» REQUIRED WORK:
Set down all of the entries word for word, omitting the images they contain.

Images for object localization
== Segment start ==
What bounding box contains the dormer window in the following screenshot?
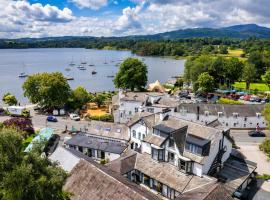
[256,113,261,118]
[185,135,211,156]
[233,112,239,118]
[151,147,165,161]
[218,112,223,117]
== Segment end ==
» RESPONSE BOX:
What bounding box contains the dormer window in the following screenshot?
[256,113,261,118]
[185,135,211,156]
[233,112,239,118]
[151,147,165,161]
[218,112,223,117]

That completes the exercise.